▶ [Directions] Word for word, restate the data that follows, omitting the images.

▶ [Entries provided]
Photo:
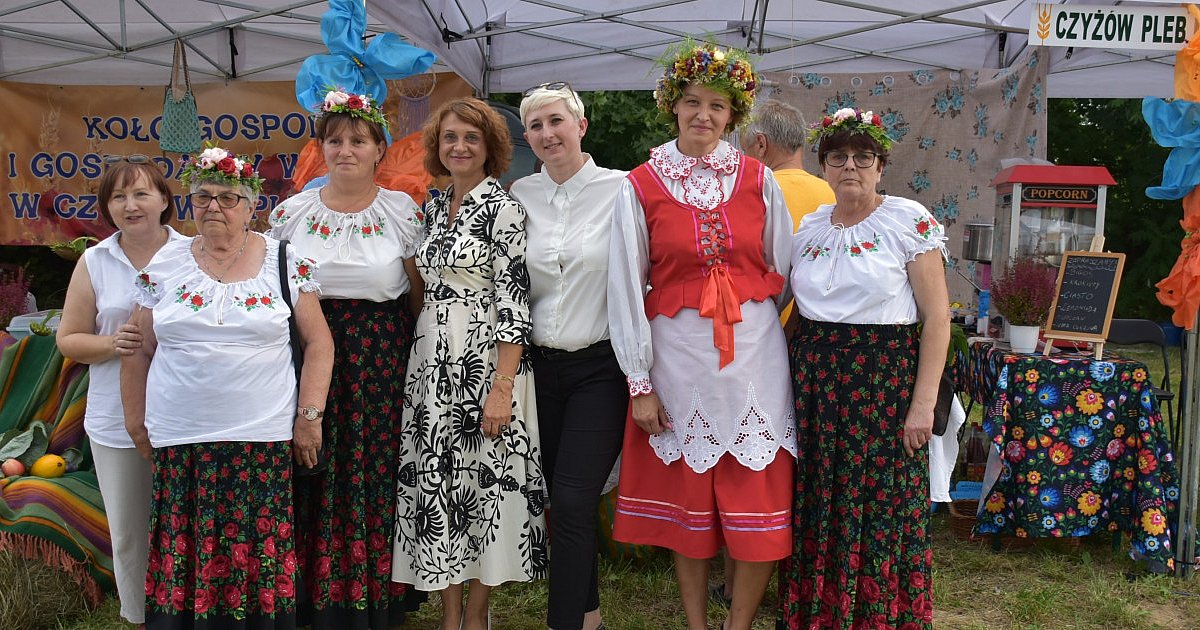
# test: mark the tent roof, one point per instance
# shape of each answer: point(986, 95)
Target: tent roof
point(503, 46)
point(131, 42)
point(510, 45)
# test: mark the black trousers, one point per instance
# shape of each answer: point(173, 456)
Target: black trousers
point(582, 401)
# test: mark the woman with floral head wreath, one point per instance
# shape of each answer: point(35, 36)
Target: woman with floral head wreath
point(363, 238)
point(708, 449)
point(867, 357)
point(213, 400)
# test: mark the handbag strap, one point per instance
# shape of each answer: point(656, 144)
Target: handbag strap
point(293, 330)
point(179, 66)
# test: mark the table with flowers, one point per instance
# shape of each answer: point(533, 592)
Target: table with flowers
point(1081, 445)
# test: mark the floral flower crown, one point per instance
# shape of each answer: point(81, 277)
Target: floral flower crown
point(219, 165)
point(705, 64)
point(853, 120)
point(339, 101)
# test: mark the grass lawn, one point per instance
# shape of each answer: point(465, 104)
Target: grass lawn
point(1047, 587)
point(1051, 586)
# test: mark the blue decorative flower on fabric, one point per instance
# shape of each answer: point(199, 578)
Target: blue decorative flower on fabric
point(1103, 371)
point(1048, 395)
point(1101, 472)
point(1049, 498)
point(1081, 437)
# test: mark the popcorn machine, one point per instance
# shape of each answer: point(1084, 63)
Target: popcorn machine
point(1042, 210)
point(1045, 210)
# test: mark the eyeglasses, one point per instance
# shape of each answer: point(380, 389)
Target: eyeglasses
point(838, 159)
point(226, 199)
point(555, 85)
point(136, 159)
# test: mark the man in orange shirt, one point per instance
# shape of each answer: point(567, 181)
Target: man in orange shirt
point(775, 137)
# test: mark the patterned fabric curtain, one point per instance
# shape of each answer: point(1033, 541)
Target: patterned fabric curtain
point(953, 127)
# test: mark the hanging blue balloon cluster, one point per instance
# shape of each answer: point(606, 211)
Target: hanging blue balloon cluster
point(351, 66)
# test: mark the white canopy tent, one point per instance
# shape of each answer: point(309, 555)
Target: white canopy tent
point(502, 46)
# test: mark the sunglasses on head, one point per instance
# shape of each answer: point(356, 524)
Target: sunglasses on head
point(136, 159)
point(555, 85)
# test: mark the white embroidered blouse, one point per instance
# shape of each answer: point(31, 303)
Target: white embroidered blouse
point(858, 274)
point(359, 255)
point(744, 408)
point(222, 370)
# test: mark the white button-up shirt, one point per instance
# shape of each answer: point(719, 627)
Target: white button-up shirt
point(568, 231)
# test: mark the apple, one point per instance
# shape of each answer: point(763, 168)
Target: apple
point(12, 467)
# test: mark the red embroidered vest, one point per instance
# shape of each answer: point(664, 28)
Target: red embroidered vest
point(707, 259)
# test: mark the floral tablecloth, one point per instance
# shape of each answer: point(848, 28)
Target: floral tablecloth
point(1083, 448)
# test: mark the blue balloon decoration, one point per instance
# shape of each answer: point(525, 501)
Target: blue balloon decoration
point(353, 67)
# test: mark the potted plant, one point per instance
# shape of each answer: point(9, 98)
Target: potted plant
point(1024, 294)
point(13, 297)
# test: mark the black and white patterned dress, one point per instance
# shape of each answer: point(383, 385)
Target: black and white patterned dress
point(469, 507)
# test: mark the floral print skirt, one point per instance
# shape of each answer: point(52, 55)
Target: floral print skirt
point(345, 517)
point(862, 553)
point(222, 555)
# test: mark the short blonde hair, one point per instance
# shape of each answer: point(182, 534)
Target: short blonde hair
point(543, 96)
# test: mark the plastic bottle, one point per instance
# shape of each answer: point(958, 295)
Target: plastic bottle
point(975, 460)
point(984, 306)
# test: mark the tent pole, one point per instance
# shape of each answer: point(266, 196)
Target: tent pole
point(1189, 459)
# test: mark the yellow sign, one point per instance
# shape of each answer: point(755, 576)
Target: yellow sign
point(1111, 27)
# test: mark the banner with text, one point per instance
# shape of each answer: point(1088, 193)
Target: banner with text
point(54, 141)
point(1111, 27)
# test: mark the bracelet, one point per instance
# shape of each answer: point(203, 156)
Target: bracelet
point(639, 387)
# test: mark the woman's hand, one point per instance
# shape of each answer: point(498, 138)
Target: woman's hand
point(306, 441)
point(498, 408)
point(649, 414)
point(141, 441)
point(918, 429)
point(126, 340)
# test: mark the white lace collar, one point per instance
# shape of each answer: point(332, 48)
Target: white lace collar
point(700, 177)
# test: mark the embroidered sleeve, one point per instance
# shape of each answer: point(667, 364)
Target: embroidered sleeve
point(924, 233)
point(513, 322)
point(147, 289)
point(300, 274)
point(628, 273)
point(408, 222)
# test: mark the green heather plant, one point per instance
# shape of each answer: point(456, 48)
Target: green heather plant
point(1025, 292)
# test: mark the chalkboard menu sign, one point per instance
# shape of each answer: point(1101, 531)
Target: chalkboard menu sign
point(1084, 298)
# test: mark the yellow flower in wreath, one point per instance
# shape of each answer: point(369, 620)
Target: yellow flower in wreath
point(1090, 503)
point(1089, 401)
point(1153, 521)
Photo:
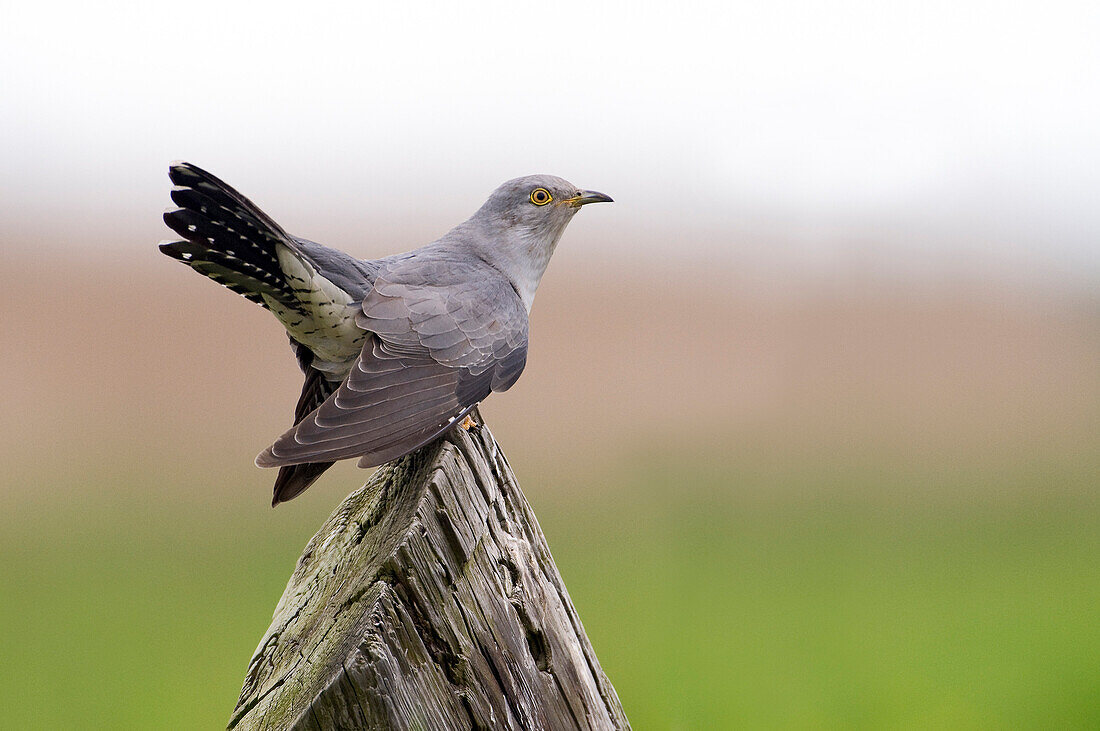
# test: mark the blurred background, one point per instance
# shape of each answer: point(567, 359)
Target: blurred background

▶ [Response box]
Photo:
# test: mark the tent roof, one point per instance
# shape of each answer: point(986, 95)
Target: tent roof
point(503, 46)
point(131, 42)
point(510, 45)
# test: mark the black trousers, one point per instance
# shape of each answer: point(173, 456)
Target: black trousers
point(582, 401)
# test: mark the woman with floral head wreath, one point per instance
# shape of each answer: point(35, 36)
Target: woman with floral head wreath
point(363, 238)
point(708, 449)
point(867, 357)
point(213, 400)
# test: mark the handbag strap, one point per instance
# shape of each answer: point(656, 144)
Target: handbag strap
point(293, 330)
point(179, 66)
# test: mark the table with flowers, one point per instance
# shape of each answer: point(533, 592)
Target: table with flowers
point(1081, 445)
# test: mark the floral flower crown, one point per instance
# shape of each answer: point(81, 277)
Target: floral flower crown
point(219, 165)
point(705, 64)
point(853, 120)
point(339, 101)
# test: mark the grass lawn, one point per instance
# shape of each answer: point(465, 104)
Target: grass lawn
point(1047, 587)
point(1051, 586)
# test: mark the blue decorative flower on fabric, one point per instance
# shape of each answer: point(199, 578)
Target: blue decorative flower on fabric
point(1103, 371)
point(1048, 395)
point(1101, 472)
point(1049, 498)
point(1081, 437)
# test: mark the popcorn machine, one point per instance
# shape of each answer: point(1084, 63)
Target: popcorn machine
point(1042, 210)
point(1045, 210)
# test: mark the eyeglasses, one point per instance
# shape of each answer: point(380, 389)
Target: eyeglasses
point(838, 159)
point(226, 199)
point(555, 85)
point(136, 159)
# test: mark the man in orange shirt, one point per instance
# shape of each answer: point(567, 181)
Target: man in orange shirt
point(775, 137)
# test: mark the patterned fabric curtain, one point per instance
# shape of each answer: point(1033, 541)
Target: patterned fabric curtain
point(953, 127)
# test: mark the hanging blue balloon cluster, one point per instance
# shape of each answer: point(606, 211)
Target: hanging blue balloon cluster
point(351, 66)
# test: mark the white canopy tent, one point per instance
# shape of each answer: point(309, 555)
Target: white canopy tent
point(502, 46)
# test: mark the sunglasses on head, one point per instance
# shape of each answer: point(356, 524)
Target: sunglasses on head
point(136, 159)
point(555, 85)
# test: mark the white embroidered blouse, one point per instance
# shape of each answer: point(31, 303)
Target: white embroidered blouse
point(858, 274)
point(359, 255)
point(744, 408)
point(222, 370)
# test: mark the white button-up shirt, one point per instance
# shape of each answer: point(719, 627)
Target: white button-up shirt
point(568, 231)
# test: mark the apple, one point per instance
# shape of each answer: point(763, 168)
Target: apple
point(12, 467)
# test: mark the red embroidered vest, one point per instance
# shape of each answer: point(664, 28)
Target: red embroidered vest
point(707, 259)
# test: mark the floral tablecloth, one point per instance
# shape of each answer: point(848, 28)
Target: floral tablecloth
point(1083, 448)
# test: mark the blue balloon decoration, one point per instance
# shape of each answer: point(525, 501)
Target: blue balloon decoration
point(353, 67)
# test: mark the potted plant, one point per instance
# shape of each answer: point(9, 98)
Target: potted plant
point(1024, 294)
point(13, 297)
# test: mark the black and white patterned dress, one point per instance
# shape of each answer: point(383, 385)
Target: black and white patterned dress
point(469, 507)
# test: mark the floral print skirt, one point per instance
# shape of each answer: point(52, 55)
Target: floral print skirt
point(345, 517)
point(862, 553)
point(222, 555)
# test: mark the short blonde hair, one point per instance
# shape of each answer: point(182, 534)
Target: short blonde hair
point(543, 96)
# test: mark the plastic bottle, one point per instance
# shape of each answer: point(958, 295)
Target: plastic bottle
point(975, 460)
point(984, 306)
# test: mark the tent pole, one point per instance
# shape of each answer: point(266, 196)
Target: tent pole
point(1189, 459)
# test: mark the yellow sign, one point per instance
# shape of each answer: point(755, 576)
Target: yellow sign
point(1111, 27)
# test: mark the banner with text, one point per instance
# shape of each answer: point(1088, 193)
Target: banner with text
point(54, 141)
point(1111, 27)
# test: mark the bracelet, one point per instance
# shape of each answer: point(203, 156)
Target: bracelet
point(639, 387)
# test: mark the woman's hand, one point per instance
# shape of each answer: point(498, 138)
Target: woman's hand
point(306, 441)
point(498, 408)
point(649, 414)
point(141, 441)
point(918, 429)
point(126, 340)
# test: mark the white lace collar, one point per instance
# shape of each answer: point(332, 48)
Target: white lace collar
point(700, 177)
# test: mark the embroidered sleeve, one point per instance
# shape of each answer: point(667, 364)
Target: embroidered sleeve
point(924, 233)
point(513, 322)
point(147, 289)
point(300, 274)
point(628, 273)
point(408, 222)
# test: mark the green heather plant, one point per instance
# shape of each answer: point(456, 48)
Target: green heather plant
point(1025, 292)
# test: mark the chalkboard menu sign, one point per instance
# shape of each answer: point(1101, 531)
Target: chalkboard menu sign
point(1084, 298)
# test: mark the yellow flower in wreath, one point per instance
# shape of each answer: point(369, 620)
Target: yellow flower in wreath
point(1090, 503)
point(1089, 401)
point(1153, 521)
Photo:
# test: mark the blurred background, one point per instance
# shape of each answer: point(567, 359)
Target: blurred background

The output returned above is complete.